#### Work item:
Go to the line containing "Target: man wearing pink wig" in the records below. Repeat it and the lines after it exactly, all the way to the end.

Dataset entries
* * *
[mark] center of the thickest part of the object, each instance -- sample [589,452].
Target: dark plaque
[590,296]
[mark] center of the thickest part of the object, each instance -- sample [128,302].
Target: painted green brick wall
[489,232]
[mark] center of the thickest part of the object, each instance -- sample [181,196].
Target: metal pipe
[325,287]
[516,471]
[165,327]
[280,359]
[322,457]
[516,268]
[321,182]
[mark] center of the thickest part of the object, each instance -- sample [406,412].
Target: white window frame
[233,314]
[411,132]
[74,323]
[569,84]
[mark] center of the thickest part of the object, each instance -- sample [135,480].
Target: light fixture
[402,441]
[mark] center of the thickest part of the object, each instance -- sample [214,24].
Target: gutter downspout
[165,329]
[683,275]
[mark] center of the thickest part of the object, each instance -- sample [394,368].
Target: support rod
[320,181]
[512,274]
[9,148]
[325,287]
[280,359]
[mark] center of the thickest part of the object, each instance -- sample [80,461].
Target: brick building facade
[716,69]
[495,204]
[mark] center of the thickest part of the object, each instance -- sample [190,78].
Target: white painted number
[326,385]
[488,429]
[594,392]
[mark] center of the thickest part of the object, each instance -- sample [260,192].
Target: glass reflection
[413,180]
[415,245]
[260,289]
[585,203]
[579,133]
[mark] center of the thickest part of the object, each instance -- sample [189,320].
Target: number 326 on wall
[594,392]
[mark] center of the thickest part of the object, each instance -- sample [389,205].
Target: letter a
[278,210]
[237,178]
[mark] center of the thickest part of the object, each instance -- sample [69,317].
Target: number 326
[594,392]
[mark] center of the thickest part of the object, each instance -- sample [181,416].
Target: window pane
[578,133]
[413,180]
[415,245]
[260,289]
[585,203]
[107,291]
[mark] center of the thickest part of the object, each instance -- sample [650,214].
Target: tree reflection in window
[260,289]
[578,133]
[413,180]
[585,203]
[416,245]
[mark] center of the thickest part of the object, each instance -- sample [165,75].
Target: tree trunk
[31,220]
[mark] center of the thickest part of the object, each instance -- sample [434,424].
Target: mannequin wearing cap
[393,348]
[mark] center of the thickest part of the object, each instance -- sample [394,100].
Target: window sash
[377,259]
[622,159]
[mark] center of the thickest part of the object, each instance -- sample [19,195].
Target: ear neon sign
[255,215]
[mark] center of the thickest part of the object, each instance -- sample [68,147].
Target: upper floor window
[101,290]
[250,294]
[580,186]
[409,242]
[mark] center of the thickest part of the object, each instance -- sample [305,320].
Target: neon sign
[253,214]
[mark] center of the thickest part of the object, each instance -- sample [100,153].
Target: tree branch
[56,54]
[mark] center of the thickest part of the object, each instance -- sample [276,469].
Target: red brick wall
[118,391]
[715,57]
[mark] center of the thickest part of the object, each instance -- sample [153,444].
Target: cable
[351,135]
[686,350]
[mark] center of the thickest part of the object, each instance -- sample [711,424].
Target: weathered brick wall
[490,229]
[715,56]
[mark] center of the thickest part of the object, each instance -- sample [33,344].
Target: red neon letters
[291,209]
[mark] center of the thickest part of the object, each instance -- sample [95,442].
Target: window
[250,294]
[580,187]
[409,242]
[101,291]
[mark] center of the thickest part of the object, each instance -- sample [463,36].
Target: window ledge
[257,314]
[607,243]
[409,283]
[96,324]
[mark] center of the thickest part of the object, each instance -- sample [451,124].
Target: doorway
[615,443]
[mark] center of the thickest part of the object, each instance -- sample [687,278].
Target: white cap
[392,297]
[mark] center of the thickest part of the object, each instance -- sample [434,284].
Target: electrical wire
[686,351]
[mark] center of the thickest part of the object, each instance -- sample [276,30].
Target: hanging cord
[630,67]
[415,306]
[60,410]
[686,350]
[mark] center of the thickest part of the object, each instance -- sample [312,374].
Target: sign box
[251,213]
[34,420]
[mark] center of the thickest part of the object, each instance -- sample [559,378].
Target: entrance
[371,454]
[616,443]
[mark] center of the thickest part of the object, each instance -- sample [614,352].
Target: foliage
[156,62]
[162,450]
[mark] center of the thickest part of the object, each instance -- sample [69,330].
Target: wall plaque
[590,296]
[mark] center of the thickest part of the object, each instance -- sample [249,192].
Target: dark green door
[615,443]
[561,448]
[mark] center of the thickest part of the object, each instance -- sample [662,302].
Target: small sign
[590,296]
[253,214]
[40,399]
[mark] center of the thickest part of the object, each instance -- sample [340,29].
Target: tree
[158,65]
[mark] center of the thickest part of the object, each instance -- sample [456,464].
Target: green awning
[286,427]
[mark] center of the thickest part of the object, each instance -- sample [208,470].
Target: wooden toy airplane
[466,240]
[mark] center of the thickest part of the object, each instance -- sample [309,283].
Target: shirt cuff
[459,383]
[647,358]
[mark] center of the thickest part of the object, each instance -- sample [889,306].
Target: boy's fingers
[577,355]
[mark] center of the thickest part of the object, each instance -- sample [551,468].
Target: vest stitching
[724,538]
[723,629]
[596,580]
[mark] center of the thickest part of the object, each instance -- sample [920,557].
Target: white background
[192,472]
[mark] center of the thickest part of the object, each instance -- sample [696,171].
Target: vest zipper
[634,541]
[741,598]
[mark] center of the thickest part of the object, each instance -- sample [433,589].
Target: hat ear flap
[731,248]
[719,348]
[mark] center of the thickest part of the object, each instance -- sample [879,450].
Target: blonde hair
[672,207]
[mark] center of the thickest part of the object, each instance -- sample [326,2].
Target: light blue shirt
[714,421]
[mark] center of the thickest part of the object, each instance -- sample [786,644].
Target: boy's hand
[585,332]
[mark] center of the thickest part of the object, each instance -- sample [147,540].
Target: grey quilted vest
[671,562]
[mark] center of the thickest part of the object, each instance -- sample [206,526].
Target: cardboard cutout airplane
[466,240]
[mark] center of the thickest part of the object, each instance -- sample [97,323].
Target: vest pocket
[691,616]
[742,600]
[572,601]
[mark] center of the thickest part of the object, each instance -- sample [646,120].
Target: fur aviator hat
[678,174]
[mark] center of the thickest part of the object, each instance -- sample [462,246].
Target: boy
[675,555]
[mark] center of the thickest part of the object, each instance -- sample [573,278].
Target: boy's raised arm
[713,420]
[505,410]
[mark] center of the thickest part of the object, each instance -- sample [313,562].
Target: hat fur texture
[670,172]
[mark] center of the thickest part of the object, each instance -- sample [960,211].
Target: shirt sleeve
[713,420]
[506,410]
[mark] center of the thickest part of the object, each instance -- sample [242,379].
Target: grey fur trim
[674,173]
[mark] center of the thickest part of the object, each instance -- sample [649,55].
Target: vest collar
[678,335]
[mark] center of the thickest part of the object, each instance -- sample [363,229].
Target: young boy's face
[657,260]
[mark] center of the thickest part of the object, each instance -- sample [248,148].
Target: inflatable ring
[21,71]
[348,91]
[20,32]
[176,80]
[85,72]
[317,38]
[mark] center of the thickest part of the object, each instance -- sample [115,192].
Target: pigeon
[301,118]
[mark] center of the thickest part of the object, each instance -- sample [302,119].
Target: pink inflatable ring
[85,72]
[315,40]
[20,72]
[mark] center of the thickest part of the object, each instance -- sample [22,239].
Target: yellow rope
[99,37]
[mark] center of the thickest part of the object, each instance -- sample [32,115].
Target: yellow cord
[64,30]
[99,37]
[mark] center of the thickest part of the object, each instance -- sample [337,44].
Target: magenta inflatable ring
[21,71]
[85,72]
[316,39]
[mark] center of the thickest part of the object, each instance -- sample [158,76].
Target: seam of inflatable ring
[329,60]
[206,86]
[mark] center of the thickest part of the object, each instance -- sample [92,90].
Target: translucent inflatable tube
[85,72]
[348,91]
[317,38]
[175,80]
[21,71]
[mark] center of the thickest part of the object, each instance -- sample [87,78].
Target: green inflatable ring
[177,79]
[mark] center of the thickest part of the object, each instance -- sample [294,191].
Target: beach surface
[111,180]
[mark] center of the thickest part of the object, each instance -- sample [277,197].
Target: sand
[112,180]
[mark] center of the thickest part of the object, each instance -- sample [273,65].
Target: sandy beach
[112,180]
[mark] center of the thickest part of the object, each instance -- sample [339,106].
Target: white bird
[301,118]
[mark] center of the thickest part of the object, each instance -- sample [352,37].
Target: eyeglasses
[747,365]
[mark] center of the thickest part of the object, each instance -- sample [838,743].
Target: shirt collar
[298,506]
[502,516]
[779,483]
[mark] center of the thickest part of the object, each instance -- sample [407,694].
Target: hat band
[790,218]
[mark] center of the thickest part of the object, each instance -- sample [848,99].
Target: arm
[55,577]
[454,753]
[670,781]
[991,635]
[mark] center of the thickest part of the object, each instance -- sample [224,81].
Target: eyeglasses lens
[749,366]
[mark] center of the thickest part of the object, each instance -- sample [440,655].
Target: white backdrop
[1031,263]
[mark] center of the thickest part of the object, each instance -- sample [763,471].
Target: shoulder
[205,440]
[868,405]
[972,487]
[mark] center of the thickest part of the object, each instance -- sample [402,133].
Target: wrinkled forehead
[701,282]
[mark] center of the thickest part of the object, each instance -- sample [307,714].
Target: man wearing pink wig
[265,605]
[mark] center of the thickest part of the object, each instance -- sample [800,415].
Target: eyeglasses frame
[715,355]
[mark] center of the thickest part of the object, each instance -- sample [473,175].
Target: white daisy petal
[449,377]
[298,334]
* * *
#### Written response:
Target: man wearing pink wig
[265,605]
[mark] center of the thickest part of the object, each instance -- sample [800,415].
Target: eyeglasses frame
[715,355]
[mark] center of the thickest part of the object, each instance -- sample [473,175].
Target: white daisy petal
[449,377]
[298,334]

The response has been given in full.